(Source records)
* * *
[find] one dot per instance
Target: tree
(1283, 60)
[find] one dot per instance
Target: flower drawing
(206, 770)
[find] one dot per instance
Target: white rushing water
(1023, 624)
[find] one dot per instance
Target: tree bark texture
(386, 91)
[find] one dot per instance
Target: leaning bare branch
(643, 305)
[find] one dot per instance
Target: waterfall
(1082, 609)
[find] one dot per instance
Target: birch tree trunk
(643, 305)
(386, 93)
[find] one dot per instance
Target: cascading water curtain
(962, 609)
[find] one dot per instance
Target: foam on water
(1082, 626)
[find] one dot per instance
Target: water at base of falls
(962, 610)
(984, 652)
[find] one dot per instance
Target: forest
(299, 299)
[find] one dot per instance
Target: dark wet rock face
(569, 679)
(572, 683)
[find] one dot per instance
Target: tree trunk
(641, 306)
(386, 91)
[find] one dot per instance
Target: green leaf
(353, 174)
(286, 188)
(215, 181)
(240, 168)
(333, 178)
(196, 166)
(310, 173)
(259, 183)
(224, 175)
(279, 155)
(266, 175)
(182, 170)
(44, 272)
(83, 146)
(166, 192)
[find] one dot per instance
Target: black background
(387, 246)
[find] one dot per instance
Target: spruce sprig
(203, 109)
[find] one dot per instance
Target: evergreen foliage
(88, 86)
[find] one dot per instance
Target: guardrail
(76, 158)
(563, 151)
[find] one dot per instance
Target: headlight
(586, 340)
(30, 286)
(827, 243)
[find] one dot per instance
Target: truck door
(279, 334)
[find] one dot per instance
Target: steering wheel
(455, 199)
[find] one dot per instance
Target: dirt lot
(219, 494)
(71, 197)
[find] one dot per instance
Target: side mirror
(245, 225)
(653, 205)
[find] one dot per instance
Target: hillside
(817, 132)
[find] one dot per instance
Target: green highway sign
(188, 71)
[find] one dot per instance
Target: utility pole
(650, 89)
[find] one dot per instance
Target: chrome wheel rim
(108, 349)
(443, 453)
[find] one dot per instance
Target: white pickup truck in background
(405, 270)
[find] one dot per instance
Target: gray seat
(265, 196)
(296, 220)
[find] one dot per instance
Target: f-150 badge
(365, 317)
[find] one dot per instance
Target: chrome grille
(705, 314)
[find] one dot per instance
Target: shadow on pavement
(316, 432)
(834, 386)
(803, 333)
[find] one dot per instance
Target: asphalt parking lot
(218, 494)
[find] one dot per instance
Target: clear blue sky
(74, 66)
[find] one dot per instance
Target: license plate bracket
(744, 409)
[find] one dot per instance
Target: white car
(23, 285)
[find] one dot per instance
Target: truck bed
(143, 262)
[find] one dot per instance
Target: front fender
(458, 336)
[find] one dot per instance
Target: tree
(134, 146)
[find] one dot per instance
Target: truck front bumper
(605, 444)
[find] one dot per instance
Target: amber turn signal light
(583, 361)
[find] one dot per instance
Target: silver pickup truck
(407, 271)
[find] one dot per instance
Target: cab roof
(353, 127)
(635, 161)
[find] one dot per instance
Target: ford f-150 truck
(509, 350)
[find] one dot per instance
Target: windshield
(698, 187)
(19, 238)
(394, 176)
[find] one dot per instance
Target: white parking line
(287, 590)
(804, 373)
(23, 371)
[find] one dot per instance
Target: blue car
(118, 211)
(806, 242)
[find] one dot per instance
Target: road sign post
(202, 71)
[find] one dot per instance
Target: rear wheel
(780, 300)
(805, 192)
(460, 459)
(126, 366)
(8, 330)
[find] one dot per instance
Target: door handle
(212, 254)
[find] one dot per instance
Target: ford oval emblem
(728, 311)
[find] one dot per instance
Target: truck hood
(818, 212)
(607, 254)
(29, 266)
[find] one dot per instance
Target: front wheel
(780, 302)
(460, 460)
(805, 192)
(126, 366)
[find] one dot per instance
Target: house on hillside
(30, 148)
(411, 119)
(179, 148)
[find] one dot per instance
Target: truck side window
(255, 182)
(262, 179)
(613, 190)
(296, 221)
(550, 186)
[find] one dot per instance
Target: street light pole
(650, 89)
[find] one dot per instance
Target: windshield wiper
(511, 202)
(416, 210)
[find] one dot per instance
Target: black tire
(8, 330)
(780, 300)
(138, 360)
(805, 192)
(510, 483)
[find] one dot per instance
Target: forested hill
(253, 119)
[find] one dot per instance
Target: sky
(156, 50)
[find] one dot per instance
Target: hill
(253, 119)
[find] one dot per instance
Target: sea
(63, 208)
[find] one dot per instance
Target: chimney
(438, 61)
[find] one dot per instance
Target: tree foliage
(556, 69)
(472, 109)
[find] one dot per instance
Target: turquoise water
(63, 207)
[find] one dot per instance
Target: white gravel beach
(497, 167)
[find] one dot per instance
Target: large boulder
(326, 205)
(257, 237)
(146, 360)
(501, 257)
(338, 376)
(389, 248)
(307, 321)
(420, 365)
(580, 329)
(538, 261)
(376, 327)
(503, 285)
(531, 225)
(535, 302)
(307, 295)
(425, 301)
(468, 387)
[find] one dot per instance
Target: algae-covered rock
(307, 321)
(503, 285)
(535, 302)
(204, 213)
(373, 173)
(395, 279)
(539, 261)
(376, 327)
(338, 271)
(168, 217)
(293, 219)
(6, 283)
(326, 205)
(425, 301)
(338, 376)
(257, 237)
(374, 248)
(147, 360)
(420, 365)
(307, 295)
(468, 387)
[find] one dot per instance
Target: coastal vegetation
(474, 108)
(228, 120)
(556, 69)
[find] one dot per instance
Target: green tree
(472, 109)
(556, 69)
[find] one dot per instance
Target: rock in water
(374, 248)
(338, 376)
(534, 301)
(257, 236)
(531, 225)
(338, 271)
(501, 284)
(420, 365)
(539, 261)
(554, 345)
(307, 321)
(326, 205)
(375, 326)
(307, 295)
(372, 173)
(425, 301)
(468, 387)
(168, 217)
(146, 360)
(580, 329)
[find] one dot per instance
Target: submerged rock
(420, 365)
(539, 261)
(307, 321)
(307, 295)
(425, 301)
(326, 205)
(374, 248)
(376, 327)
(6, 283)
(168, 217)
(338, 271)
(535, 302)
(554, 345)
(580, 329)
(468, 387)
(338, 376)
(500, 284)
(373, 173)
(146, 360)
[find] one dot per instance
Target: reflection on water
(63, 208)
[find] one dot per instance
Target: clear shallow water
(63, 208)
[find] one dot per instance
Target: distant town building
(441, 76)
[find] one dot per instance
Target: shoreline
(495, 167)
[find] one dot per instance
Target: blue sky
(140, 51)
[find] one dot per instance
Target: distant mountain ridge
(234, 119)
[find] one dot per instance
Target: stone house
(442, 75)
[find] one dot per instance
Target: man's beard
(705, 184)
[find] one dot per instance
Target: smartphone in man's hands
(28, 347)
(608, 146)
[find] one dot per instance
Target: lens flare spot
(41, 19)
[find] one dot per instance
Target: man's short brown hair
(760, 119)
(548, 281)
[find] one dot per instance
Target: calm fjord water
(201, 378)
* * *
### What you are asked to do
Every entry must be set down exactly, with nothing left out.

### Reply to the task
[find] one dot per instance
Target: tree
(1283, 60)
[find] one dot per instance
Target: flower drawing
(206, 770)
[find] one dot per instance
Target: white rushing water
(1023, 624)
[find] one dot per instance
Target: tree bark texture
(386, 91)
[find] one dot per instance
Target: leaning bare branch
(643, 305)
[find] one dot per instance
Target: waterfall
(1082, 609)
[find] one dot per instance
Target: birch tree trunk
(643, 305)
(386, 93)
[find] one dot per instance
Target: cascading water curtain
(962, 609)
[find] one dot per instance
Target: foam on water
(1082, 626)
[find] one dot per instance
Target: water at base of falls
(962, 610)
(984, 652)
[find] one dot per instance
Target: forest
(299, 299)
[find] one dot per instance
Target: dark wet rock face
(569, 679)
(572, 683)
[find] one dot per instance
Target: tree trunk
(641, 306)
(386, 91)
[find] one dot per instance
Target: green leaf
(353, 174)
(286, 188)
(215, 181)
(240, 168)
(333, 178)
(196, 166)
(310, 173)
(259, 183)
(224, 175)
(279, 155)
(266, 175)
(182, 170)
(44, 272)
(83, 146)
(166, 192)
[find] one dot per instance
Target: black background
(387, 246)
[find] one dot per instance
Target: spruce sprig
(203, 109)
[find] one dot per instance
Target: evergreen foliage
(88, 86)
[find] one dot per instance
Target: guardrail
(76, 158)
(563, 151)
[find] one dot per instance
Target: headlight
(586, 340)
(30, 286)
(827, 243)
[find] one dot per instance
Target: truck door
(279, 334)
[find] one dot per instance
Target: steering wheel
(455, 199)
[find] one dot per instance
Target: dirt lot
(219, 494)
(71, 197)
[find] one dot per instance
Target: side mirror
(245, 225)
(653, 205)
[find] one dot per instance
Target: hillside
(817, 132)
[find] one dot per instance
Target: green highway sign
(188, 71)
[find] one dot per instance
Target: utility pole
(650, 89)
[find] one dot per instance
Target: chrome wheel rim
(108, 349)
(443, 453)
[find] one dot per instance
Target: white pickup truck in background
(405, 270)
[find] one dot per instance
Target: gray seat
(265, 196)
(296, 220)
[find] one dot per instance
Target: f-150 badge
(365, 317)
[find] one dot per instance
Target: chrome grille
(705, 314)
[find] one dot per instance
Target: shadow on pavement
(316, 432)
(834, 386)
(803, 333)
[find] one dot per instance
Target: asphalt parking lot
(218, 494)
[find] one dot per instance
Target: clear blue sky
(74, 66)
[find] one dot per instance
Target: license plate bracket
(744, 409)
[find] one dot per instance
Target: white car
(23, 285)
[find] one dot per instance
Target: truck bed
(143, 262)
[find] one dot per instance
Target: front fender
(458, 336)
[find] one dot per instance
Target: tree
(134, 146)
[find] one dot per instance
Target: truck front bumper
(605, 444)
[find] one dot per instance
Target: amber turn signal light
(583, 361)
[find] one dot per instance
Target: silver pickup truck
(407, 271)
[find] one dot per instance
Target: cab roof
(353, 127)
(635, 161)
[find] one dot per instance
Target: ford f-150 truck
(509, 350)
[find] one dot per instance
Target: windshield
(698, 187)
(19, 238)
(394, 176)
[find] one dot per instance
Target: white parking line
(287, 590)
(804, 373)
(23, 371)
[find] one dot per instance
Target: blue car
(118, 211)
(806, 242)
[find] one dot per instance
Target: road sign post
(202, 71)
[find] one dot per instance
Target: rear wheel
(780, 300)
(805, 192)
(460, 459)
(126, 366)
(8, 330)
[find] one dot per instance
Target: door handle
(212, 254)
[find] one dot per instance
Target: ford oval emblem
(728, 311)
[find] one dot per instance
Target: truck hood
(818, 212)
(607, 254)
(29, 266)
[find] one dot per instance
Target: front wheel
(780, 302)
(460, 460)
(805, 192)
(126, 366)
[find] one dot per instance
Target: house on hillside
(30, 148)
(411, 119)
(179, 148)
[find] one dot per instance
Target: truck side window
(255, 182)
(262, 179)
(613, 190)
(296, 221)
(550, 186)
[find] one dot per instance
Target: street light pole
(650, 89)
[find] one dot per instance
Target: windshield wiper
(511, 202)
(416, 210)
[find] one dot per instance
Target: black tire
(8, 330)
(780, 300)
(138, 360)
(805, 192)
(510, 483)
[find] one dot per instance
Target: forested hill
(253, 119)
[find] one dot per instance
Target: sky
(156, 50)
[find] one dot per instance
Target: hill
(253, 119)
[find] one dot per instance
Target: sea
(63, 208)
[find] one dot per instance
Target: chimney
(438, 61)
[find] one dot per instance
Target: tree foliage
(556, 69)
(472, 109)
[find] one dot per instance
Target: turquoise water
(63, 207)
[find] one dot per instance
Target: white gravel beach
(497, 167)
[find] one dot per instance
Target: large boulder
(326, 205)
(257, 237)
(146, 360)
(501, 257)
(338, 376)
(389, 248)
(307, 321)
(420, 365)
(580, 329)
(538, 261)
(376, 327)
(503, 285)
(531, 225)
(535, 302)
(307, 295)
(425, 301)
(468, 387)
[find] one dot per instance
Target: algae-covered rock
(307, 321)
(503, 285)
(535, 302)
(204, 213)
(373, 173)
(395, 279)
(539, 261)
(376, 327)
(338, 271)
(168, 217)
(293, 219)
(6, 283)
(326, 205)
(425, 301)
(338, 376)
(257, 237)
(374, 248)
(147, 360)
(420, 365)
(307, 295)
(468, 387)
[find] one dot per instance
Target: coastal vegetation
(474, 108)
(228, 120)
(556, 69)
[find] one dot per instance
Target: green tree
(472, 109)
(556, 69)
[find] one dot per instance
Target: rock in water
(374, 248)
(338, 376)
(534, 301)
(257, 236)
(531, 225)
(338, 271)
(501, 284)
(420, 365)
(539, 261)
(554, 345)
(307, 321)
(326, 205)
(375, 326)
(307, 295)
(372, 173)
(425, 301)
(468, 387)
(168, 217)
(146, 360)
(580, 329)
[find] one dot per instance
Target: submerged rock
(420, 365)
(539, 261)
(307, 321)
(307, 295)
(425, 301)
(326, 205)
(374, 248)
(376, 327)
(6, 283)
(168, 217)
(338, 271)
(535, 302)
(554, 345)
(580, 329)
(468, 387)
(338, 376)
(500, 284)
(373, 173)
(146, 360)
[find] one dot per instance
Target: reflection on water
(63, 208)
[find] one dot per instance
Target: clear shallow water
(63, 208)
[find] one dot per instance
Target: distant town building
(441, 76)
[find] one dot per instance
Target: shoreline
(495, 167)
[find] one dot per instance
Target: blue sky
(140, 51)
[find] one dot per instance
Target: distant mountain ridge
(234, 119)
[find] one dot per instance
Target: stone house
(442, 75)
[find] one dot per instance
Target: man's beard
(705, 184)
[find] one dot per instance
Target: smartphone in man's hands
(28, 347)
(608, 146)
[find] one dot per instance
Target: lens flare spot
(41, 19)
[find] one dot per instance
Target: man's short brown hair
(760, 119)
(548, 281)
[find] one dot per instance
Target: calm fjord water
(201, 378)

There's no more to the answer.